Data shown Block Start

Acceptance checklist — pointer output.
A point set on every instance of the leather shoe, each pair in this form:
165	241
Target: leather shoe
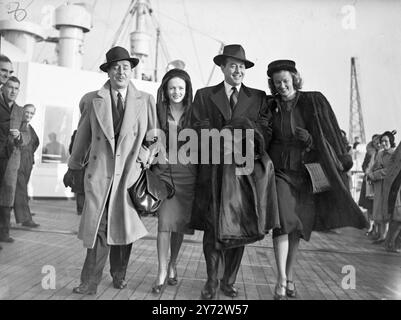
172	281
291	292
119	284
84	288
378	241
158	288
9	240
280	292
30	224
229	290
209	291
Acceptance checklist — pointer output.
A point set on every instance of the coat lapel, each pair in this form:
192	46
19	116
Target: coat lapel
244	102
102	107
3	104
219	98
133	108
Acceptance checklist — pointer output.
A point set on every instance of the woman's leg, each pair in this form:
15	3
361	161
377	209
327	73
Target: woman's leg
163	242
293	240
176	242
394	231
280	244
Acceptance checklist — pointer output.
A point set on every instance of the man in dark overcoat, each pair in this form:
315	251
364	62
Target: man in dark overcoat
213	108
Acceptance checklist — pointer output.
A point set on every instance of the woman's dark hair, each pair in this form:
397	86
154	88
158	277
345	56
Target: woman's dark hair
390	136
297	82
163	100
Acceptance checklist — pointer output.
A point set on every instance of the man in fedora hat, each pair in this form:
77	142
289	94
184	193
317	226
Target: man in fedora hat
213	108
113	126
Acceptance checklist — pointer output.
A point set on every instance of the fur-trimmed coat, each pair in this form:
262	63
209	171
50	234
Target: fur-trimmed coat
335	208
211	110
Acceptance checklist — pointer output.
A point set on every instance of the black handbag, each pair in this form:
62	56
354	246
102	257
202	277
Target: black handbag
149	191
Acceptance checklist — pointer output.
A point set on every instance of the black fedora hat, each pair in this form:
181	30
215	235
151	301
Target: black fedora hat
280	65
118	54
233	51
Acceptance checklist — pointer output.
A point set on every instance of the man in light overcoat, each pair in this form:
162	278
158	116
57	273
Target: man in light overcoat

Data shown Block End

— Task to carry out —
Each entry above should be printed exactly, and any picture in it left out.

— Solution for this exercise —
Acceptance checklist — pointer output.
A point set on every instance of the leather shoe, each pair in this form:
165	241
Target: leather shoe
172	281
291	292
119	284
84	288
378	241
158	288
9	240
280	292
30	224
229	290
209	291
Acceptance checklist — pointer output.
A point set on every instance of the coat lapel, each pair in this form:
192	46
19	116
Target: coat lapel
244	102
102	107
3	104
219	98
133	108
Acceptance checklist — pointer output.
A point set on every instance of the woman's leg, each pair in this form:
15	3
361	161
377	209
327	73
Target: woman's leg
163	242
293	240
176	242
394	231
280	244
Acceptance checklist — pointer output.
A point set on every instance of the man in dark overcoat, each pair in this form:
315	251
364	62
Target: man in dark overcoat
213	108
Acceptance checklist — pointer output.
A point set on every instance of the woman's dark hair, each pair in this form:
397	86
154	88
158	277
345	56
Target: woman's dark hair
390	136
297	82
163	100
Acceptance checklist — pointer output.
A point set on every instance of the man in fedora hat, each pair in this form:
77	142
289	94
184	193
317	226
Target: man in fedora hat
213	108
113	126
Acceptance checklist — pointer output.
A point set on every instance of the fur-trimmed coat, each pair in this form:
262	63
209	171
50	234
Target: fur-trimmed coat
335	208
211	110
Acceptance checklist — pointer output.
A point set on every instance of the black handbag, each pair in this form:
62	56
354	246
102	257
202	277
Target: black handbag
149	191
Acceptance checklist — pointer output.
A point set on every instance of the black fedora hat, each pair in this form:
181	30
215	235
151	301
Target: black fedora hat
280	65
118	54
233	51
Acceptance checklist — pointer output.
A point set on every instance of the man in light overcoat, each pair in this form:
162	278
158	116
57	273
Target: man in light overcoat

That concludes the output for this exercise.